Kutipan Teks ▸
---------------

Thursday, December 8, 2016

Desember - Dan Desember

….
kadang aku merasa kamu duduk memandangi ku, di belakang
kau duduk disitu memperhatikan ku menulis, kau sambil membaca buku tentang enam lima…
buku yang kau berikan untuk ku tapi belum ku baca..

lalu aku mencari kata-kata yang tepat agar kau tetap disitu, menahan mu, dibelakang ku.
lalu aku membuatkan mu kopi tanpa gula lagi…
lalu aku membaca mu..

dan entah bagaimana kamu menghantarkan rindu yang tak jujur selalu menyusup  diam diam.
mengubur kita yang sudah jadi pusara.
aku akan selalu jadi peziarah, bukan kau.
aku yang akan datang membawa bunga tabur untuk kata  kata yang terkubur
mimpi-mimpi yang kehilangan nyawa
dan akulah yang masih menciptakan rima dari kenang mu

segala cinta

aku yang masih merasa kau duduk dibelakang ku, sambil membaca
aku tak sanggup berpalig
aku tak ingin tahu
tak mau memastikan benar ada
atau kau hilang.

---------------

Butir Data ▸
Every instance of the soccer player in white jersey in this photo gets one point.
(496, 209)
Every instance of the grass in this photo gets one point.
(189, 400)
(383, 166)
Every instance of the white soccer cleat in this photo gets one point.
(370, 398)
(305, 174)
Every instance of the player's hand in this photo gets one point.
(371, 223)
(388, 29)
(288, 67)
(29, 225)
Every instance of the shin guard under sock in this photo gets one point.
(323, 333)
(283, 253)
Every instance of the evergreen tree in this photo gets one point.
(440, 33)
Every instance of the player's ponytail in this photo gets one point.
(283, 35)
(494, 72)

---------------

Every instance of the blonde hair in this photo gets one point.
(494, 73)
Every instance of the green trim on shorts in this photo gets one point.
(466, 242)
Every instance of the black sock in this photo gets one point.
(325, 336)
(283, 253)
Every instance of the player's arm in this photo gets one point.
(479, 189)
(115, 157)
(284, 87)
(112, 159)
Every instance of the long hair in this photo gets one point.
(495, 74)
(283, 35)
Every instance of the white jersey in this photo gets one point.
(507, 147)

---------------

Tugas ▸
**A.** Hitung berapa baris data yang memuat kata "white", lalu tuliskan angkanya saja.
**B.** Teruskan kutipan teks tentang Desember itu, mulai setelah kalimat terakhirnya.

Jawaban Tiap Tugas ▸
**A.** 3

**B.**
aku takut mengakui diriku  yang sudah kehilangan mu.
aku butuh waktu lebih lama 
butuh waktu lama

bisakah Tuhan yang baik mengembalikan waktu
mengembalikan kau

dipojokan jalan itu  diantata asap asap lampu merah  lalu kau melawan lampu  lampu menemuiku..
bisakah kau pulang lagi?
ke khayalku.

memperbaiki mimpiku
mengembalikan luka ku
yang ada di pelipis ku
yang tak berani melawan kepalaku sendiri
yang tak sanggup mengalahkan ego mu

lalu kau pergi
kau bilang aku pesakitan
kau yang bilang itu di dalam kepala ku
dimana kita akan menjadi satu tujuan ..
di terminal yang sama?
yang mana?

kau seenakmu saja merubah tujuan
bukan kau. aku.

dan aku mencari mu di setiap pemberhentian
menunggu mu di tepi persinggahan

jikalau kau ingin kembali pulang,
kembali ke tujuan kita dulu
sekedar menemui ku, berbincang.
temani aku menulis, melihat mu membaca, mengirup bau kopi

jikalau kau masih menyebut lirih namaku ;
yang datang setiap malam
kala kau pulang kerja diasap jalan
mendo’akan do’a mu..

dan mendo’akan kebodohan ku melepaskan mu.
kala hati yang nyeri, maka kepala ku berebut ambil bagian untuk makin menyakiti ku,
yang butuh kau, yang tak bisa ku bunuh meski pura-pura.
yang sedang rindu, selalu rindu.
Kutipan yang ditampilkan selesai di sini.